WHAT NEEDS TO BE DONE -
Select and copy every line in the listing that contains the word "yellow", matching case exactly.

★ ★ ★ ★ ★ ★ ★

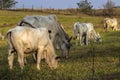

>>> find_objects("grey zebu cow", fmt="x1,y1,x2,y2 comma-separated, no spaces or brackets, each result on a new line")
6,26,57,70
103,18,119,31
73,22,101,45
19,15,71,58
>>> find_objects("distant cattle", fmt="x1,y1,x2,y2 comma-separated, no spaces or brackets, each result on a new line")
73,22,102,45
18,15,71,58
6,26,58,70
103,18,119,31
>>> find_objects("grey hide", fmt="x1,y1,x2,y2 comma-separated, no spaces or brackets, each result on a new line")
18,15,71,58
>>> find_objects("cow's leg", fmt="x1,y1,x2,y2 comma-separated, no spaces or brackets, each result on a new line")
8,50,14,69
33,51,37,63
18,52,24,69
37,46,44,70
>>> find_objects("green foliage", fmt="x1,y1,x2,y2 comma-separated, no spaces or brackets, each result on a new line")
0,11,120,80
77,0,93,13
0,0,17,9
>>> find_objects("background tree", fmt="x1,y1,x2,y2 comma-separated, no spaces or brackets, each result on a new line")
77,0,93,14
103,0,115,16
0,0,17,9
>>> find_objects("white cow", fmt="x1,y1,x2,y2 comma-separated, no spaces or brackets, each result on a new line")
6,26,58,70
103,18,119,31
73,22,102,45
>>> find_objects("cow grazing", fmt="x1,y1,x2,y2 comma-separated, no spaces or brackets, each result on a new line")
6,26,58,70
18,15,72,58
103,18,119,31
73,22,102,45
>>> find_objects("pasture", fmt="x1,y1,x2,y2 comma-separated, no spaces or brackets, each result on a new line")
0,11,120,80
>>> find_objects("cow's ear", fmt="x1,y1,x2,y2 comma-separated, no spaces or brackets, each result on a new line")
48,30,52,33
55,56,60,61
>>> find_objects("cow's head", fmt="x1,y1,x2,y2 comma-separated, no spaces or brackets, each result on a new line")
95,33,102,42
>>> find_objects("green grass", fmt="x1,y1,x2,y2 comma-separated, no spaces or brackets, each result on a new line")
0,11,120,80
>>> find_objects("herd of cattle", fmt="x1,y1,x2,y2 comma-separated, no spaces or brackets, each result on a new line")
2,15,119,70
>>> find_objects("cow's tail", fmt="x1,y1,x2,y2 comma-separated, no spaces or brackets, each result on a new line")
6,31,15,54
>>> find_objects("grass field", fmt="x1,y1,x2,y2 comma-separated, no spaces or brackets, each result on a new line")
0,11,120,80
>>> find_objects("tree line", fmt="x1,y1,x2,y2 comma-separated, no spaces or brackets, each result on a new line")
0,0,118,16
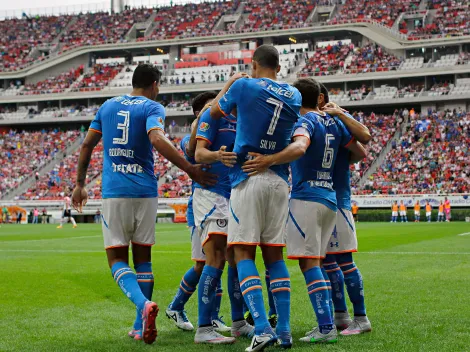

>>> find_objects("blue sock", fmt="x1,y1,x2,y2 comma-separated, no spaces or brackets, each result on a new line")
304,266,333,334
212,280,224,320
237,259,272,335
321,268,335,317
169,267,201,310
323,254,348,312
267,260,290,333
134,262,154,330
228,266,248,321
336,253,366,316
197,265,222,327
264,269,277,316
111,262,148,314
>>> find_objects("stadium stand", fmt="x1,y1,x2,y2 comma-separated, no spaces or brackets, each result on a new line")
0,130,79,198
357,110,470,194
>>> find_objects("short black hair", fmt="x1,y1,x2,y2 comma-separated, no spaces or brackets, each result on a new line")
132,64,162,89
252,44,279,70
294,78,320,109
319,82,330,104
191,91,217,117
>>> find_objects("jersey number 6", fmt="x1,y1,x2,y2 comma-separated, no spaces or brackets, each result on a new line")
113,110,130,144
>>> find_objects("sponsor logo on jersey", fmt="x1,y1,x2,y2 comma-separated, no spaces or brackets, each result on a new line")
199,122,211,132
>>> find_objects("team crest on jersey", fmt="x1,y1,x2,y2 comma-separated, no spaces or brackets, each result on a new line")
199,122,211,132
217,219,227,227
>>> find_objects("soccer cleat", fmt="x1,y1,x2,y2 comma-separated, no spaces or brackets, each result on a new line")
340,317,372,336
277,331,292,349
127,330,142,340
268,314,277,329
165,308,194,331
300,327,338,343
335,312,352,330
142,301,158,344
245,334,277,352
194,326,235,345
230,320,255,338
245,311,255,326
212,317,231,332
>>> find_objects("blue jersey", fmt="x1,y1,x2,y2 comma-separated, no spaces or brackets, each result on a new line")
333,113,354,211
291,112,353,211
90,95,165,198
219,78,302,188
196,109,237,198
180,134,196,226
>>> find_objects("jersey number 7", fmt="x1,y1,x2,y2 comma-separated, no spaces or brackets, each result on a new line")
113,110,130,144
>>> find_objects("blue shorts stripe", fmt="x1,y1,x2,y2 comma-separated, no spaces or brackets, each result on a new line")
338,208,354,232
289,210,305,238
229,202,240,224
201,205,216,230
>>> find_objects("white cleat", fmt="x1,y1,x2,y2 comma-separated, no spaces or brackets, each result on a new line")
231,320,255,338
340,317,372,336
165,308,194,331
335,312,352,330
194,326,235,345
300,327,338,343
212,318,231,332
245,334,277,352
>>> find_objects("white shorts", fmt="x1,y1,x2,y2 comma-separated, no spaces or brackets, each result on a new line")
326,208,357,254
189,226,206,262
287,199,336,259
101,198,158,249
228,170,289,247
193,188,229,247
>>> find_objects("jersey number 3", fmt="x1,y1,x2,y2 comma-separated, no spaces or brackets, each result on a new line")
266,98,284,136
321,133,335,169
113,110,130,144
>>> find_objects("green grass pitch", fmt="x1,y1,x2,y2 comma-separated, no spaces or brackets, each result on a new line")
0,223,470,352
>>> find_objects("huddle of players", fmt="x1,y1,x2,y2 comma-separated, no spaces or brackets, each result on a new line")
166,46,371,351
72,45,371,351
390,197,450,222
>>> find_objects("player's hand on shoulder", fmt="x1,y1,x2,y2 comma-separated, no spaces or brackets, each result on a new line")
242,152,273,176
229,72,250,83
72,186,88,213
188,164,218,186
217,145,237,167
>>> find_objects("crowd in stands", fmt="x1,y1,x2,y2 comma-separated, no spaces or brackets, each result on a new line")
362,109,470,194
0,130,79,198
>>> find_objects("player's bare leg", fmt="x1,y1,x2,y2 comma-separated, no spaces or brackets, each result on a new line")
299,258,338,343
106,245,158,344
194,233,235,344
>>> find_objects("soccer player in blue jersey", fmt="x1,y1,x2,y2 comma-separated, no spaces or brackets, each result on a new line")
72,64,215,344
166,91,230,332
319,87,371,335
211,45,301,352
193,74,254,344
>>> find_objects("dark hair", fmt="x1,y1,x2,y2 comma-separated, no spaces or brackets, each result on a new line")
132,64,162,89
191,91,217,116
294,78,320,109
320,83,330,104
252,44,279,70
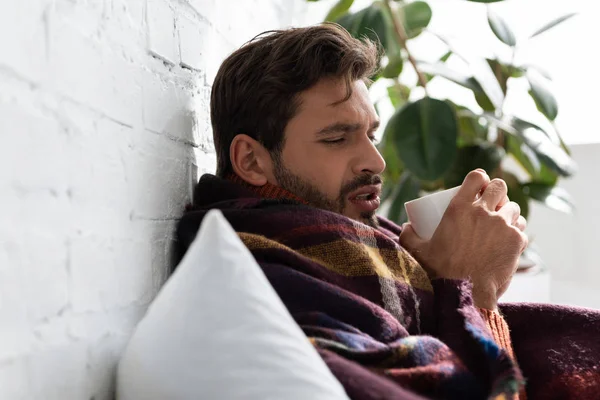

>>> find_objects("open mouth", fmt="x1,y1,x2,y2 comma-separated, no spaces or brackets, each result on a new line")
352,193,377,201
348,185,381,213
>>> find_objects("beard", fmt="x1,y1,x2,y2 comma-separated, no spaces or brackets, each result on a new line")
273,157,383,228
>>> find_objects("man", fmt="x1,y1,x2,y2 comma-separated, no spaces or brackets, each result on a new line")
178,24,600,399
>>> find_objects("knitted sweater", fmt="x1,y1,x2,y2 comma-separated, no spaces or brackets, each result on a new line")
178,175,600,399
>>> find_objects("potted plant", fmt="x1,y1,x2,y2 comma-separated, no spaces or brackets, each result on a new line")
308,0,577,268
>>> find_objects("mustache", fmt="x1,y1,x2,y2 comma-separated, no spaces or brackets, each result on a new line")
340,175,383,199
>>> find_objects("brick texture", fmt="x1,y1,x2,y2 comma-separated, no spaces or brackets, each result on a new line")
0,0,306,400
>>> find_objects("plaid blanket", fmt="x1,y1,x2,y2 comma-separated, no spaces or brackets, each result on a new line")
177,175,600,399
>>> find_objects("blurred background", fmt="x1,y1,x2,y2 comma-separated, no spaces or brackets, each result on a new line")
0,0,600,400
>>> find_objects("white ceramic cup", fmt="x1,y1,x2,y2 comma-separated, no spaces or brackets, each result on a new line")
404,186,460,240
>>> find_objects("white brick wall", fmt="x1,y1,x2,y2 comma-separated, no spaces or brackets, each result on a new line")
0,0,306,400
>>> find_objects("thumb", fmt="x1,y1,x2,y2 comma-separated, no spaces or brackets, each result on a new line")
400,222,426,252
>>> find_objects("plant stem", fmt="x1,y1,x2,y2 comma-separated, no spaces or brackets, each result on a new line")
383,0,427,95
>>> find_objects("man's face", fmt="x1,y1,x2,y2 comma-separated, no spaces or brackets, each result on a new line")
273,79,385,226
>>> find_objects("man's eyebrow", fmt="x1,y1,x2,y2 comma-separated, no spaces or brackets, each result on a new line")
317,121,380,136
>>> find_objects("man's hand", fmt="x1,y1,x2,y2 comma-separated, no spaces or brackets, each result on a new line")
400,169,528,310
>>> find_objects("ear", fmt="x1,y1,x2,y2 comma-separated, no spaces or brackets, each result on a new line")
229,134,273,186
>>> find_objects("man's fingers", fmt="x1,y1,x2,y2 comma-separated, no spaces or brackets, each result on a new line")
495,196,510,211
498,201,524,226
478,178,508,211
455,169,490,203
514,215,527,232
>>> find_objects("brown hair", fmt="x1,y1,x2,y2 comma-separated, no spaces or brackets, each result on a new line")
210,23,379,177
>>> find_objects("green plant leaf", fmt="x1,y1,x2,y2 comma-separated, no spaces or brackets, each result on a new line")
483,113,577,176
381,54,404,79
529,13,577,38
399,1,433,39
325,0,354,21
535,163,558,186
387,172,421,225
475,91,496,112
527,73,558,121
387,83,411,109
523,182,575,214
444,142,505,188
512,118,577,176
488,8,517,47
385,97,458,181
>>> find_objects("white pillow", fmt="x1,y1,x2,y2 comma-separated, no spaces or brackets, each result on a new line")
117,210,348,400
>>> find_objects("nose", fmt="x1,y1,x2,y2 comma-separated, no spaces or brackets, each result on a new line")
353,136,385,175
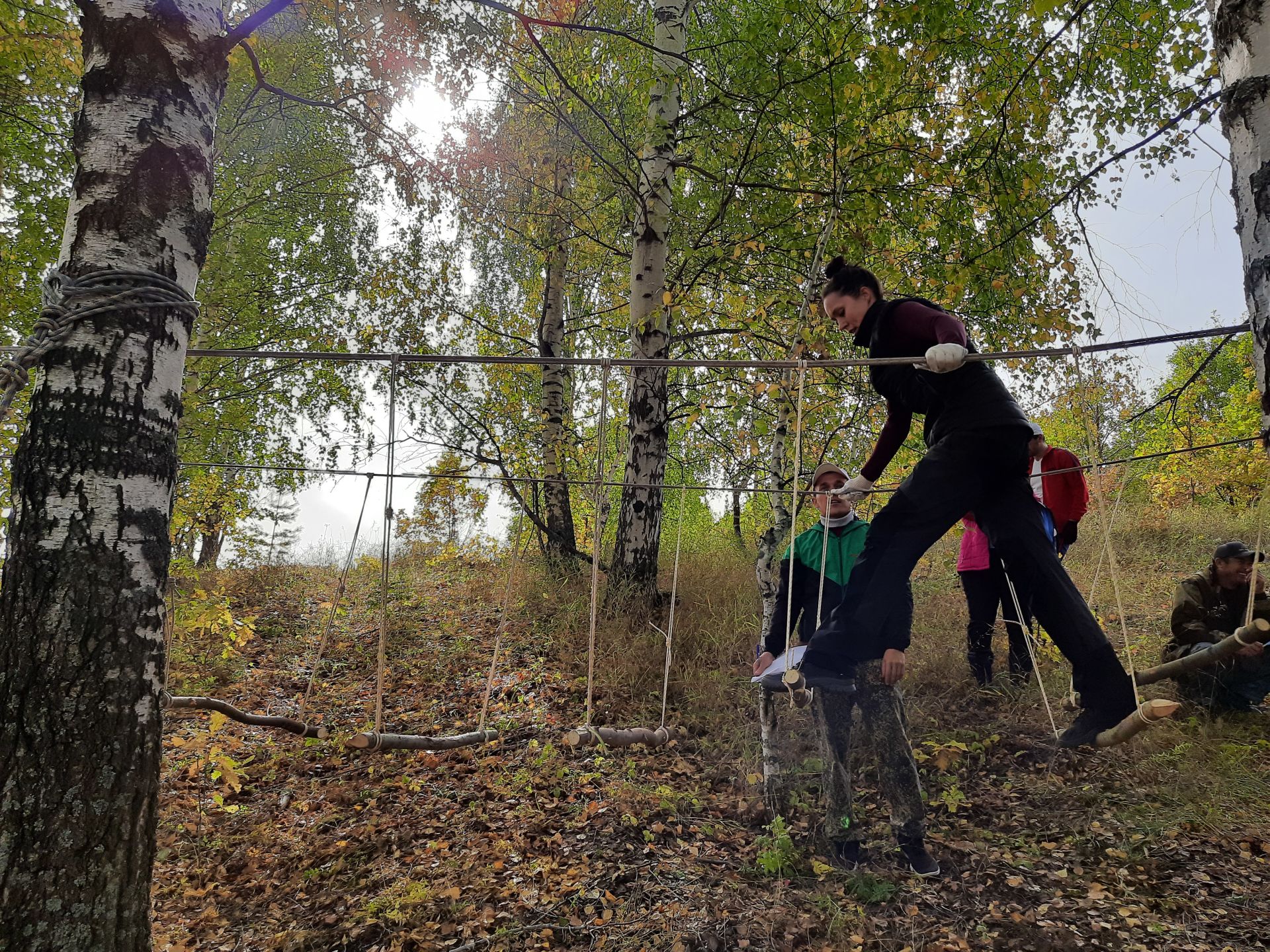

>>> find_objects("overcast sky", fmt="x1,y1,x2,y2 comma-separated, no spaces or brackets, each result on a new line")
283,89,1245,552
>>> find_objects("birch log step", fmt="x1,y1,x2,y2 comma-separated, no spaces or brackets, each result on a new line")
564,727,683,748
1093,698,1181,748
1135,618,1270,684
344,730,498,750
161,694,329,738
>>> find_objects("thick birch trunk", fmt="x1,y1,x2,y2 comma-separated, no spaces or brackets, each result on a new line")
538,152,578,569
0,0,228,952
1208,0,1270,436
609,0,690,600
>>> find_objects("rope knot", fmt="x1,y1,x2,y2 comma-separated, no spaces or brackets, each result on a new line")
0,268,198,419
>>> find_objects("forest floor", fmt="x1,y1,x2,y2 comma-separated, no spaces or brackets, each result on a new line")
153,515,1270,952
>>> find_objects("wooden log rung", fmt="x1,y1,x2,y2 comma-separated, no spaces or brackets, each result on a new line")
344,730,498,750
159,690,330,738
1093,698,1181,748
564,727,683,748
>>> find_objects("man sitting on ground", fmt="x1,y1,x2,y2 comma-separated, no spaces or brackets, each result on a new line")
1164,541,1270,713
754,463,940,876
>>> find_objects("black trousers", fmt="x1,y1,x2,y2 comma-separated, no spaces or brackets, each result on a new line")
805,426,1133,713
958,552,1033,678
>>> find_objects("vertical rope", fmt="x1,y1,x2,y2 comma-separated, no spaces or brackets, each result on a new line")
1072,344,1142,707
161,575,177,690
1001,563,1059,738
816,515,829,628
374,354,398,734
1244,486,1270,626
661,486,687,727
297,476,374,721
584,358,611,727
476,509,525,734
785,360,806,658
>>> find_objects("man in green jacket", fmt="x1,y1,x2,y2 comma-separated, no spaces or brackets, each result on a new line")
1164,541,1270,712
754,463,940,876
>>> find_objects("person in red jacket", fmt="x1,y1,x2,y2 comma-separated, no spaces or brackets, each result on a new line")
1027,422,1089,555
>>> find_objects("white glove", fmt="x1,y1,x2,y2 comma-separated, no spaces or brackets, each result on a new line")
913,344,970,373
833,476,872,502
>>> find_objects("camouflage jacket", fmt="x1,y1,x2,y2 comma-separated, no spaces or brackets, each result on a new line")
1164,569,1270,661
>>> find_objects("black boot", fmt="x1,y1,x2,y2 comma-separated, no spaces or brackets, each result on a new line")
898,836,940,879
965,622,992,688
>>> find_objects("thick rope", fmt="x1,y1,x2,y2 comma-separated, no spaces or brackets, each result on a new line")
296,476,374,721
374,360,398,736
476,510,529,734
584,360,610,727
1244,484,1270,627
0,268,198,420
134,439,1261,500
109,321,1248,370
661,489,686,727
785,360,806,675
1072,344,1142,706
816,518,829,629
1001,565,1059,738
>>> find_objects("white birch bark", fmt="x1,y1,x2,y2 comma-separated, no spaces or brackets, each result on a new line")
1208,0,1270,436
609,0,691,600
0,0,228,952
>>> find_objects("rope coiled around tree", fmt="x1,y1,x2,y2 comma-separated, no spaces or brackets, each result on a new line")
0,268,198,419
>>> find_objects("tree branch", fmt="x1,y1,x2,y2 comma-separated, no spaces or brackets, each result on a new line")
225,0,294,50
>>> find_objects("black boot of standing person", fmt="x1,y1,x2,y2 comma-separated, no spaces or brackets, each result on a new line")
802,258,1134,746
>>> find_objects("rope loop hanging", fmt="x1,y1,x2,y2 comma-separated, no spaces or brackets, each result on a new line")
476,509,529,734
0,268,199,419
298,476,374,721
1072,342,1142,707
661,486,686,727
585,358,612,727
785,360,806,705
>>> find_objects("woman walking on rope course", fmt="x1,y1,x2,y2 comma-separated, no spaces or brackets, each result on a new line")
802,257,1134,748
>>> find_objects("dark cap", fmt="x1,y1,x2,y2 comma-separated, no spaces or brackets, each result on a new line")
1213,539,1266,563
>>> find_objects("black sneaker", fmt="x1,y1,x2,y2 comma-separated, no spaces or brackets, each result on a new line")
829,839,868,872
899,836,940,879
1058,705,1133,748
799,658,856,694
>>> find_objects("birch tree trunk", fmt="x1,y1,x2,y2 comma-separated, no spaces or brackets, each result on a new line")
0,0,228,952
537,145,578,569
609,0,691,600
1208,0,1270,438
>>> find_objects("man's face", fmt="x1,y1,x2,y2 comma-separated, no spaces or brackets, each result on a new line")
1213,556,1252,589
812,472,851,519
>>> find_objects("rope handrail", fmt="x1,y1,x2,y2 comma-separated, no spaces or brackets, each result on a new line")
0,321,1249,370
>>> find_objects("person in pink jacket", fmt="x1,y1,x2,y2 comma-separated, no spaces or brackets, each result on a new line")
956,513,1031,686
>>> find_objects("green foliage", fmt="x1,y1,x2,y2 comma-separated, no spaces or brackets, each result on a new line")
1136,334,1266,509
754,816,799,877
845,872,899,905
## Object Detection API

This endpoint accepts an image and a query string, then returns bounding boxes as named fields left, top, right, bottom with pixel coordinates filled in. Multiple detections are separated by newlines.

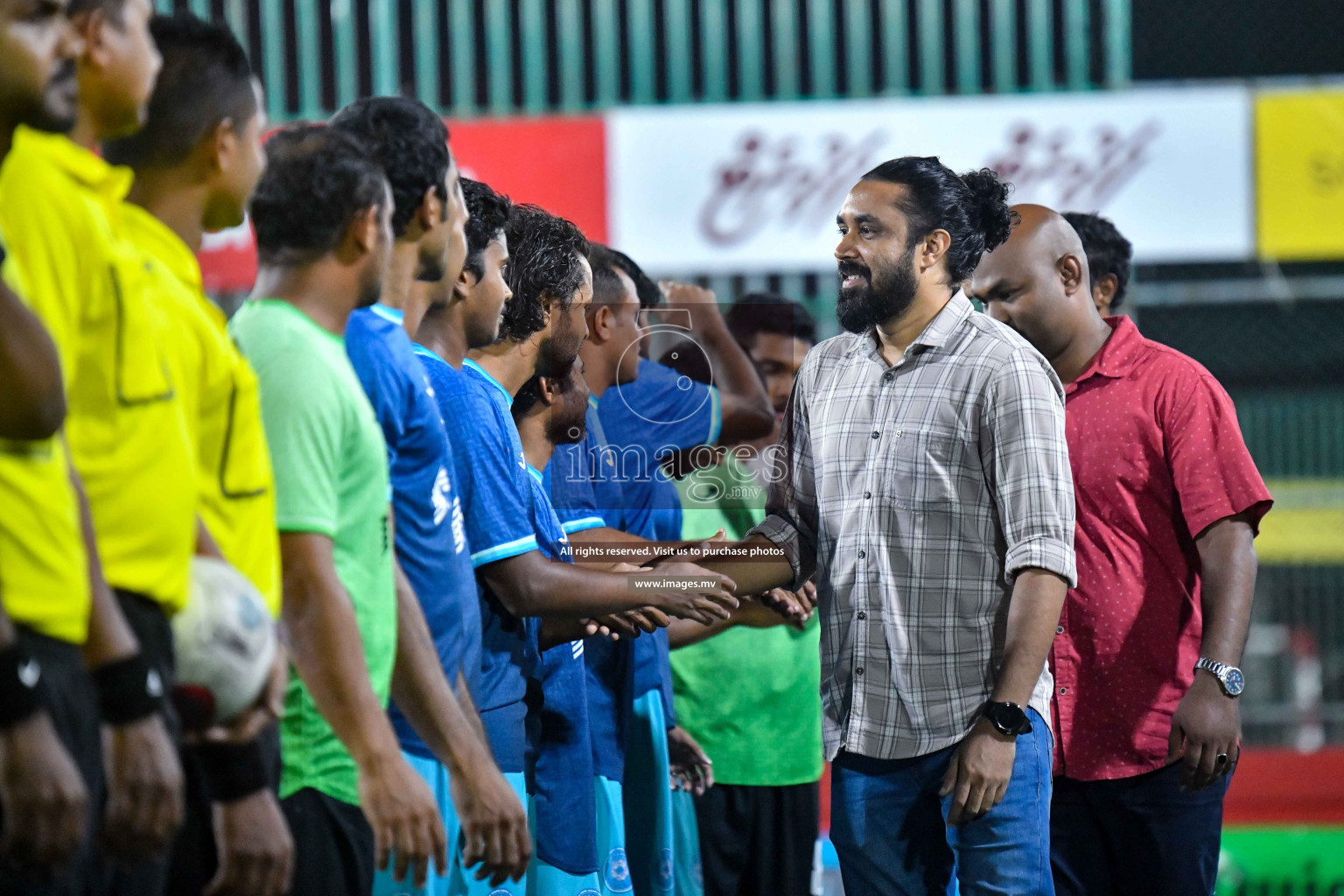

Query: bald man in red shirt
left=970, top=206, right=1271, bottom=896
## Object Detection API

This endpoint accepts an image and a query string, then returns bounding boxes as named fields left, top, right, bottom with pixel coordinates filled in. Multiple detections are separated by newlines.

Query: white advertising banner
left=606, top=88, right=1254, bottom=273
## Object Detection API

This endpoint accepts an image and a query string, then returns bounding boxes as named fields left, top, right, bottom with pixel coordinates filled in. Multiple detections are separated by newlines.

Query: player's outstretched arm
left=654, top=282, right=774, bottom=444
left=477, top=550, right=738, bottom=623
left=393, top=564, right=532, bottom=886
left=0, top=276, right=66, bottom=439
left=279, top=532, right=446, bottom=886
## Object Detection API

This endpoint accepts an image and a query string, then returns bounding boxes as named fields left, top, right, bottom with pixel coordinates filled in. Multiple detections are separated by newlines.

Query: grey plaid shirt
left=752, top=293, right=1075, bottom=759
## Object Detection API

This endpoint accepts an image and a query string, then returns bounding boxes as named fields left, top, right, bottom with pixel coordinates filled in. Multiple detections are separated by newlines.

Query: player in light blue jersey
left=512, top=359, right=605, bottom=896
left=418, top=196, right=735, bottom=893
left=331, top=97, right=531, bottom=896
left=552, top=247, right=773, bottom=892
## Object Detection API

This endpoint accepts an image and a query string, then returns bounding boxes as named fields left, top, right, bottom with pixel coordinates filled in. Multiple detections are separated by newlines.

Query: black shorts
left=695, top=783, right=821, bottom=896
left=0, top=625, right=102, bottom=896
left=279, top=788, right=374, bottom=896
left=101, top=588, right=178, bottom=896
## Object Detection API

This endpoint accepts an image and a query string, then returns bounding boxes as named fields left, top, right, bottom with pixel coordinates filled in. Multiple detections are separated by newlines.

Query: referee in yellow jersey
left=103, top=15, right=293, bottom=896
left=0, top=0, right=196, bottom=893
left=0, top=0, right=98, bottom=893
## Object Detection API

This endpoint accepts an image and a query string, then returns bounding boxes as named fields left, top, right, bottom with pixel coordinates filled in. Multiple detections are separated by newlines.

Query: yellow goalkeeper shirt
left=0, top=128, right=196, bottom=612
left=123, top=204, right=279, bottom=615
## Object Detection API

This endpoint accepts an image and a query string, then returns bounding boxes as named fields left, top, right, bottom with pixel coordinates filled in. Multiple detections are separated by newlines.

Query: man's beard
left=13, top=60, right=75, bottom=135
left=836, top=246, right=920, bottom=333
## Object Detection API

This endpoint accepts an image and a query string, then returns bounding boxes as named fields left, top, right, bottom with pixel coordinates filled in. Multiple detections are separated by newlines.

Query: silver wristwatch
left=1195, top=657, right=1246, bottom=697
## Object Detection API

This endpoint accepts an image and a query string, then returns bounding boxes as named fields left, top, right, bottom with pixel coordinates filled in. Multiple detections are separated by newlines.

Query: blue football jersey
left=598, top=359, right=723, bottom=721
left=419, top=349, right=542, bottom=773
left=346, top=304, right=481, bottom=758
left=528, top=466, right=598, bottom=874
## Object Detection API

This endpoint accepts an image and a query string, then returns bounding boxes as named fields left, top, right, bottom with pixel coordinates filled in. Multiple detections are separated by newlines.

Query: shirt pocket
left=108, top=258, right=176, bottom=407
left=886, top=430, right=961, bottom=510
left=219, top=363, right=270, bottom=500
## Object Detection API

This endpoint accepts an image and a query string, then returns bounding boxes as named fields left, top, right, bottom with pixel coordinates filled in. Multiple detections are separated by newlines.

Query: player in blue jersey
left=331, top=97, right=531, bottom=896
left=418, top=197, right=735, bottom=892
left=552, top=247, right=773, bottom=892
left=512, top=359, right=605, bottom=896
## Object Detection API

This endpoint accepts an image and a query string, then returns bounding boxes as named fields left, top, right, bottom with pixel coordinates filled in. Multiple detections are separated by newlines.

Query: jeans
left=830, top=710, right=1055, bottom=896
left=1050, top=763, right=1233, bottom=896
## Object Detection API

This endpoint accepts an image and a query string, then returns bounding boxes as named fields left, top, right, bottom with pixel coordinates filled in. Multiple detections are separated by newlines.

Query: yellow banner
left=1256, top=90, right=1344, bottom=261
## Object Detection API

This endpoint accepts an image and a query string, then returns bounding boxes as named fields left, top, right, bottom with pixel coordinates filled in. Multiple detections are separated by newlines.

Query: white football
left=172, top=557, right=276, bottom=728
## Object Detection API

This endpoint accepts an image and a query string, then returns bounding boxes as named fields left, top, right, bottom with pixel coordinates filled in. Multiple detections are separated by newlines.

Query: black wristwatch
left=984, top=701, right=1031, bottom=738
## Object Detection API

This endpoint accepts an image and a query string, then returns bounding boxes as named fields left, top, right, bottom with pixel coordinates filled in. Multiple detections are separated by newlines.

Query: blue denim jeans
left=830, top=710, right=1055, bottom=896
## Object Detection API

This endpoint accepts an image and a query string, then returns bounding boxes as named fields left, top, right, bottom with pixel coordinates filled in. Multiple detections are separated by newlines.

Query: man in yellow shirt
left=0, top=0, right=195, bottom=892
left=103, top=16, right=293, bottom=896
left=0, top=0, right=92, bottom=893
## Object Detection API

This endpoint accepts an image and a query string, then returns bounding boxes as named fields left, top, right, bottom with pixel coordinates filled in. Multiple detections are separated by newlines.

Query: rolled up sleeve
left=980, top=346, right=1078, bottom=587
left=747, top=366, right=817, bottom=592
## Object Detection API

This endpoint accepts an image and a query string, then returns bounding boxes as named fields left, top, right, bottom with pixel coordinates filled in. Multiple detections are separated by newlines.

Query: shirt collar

★ ★ ★ ★ ★ ★ ★

EXERCISE OUTPUT -
Query: referee in yellow jersey
Query: yellow goalkeeper shirt
Query: yellow banner
Query: man in yellow shirt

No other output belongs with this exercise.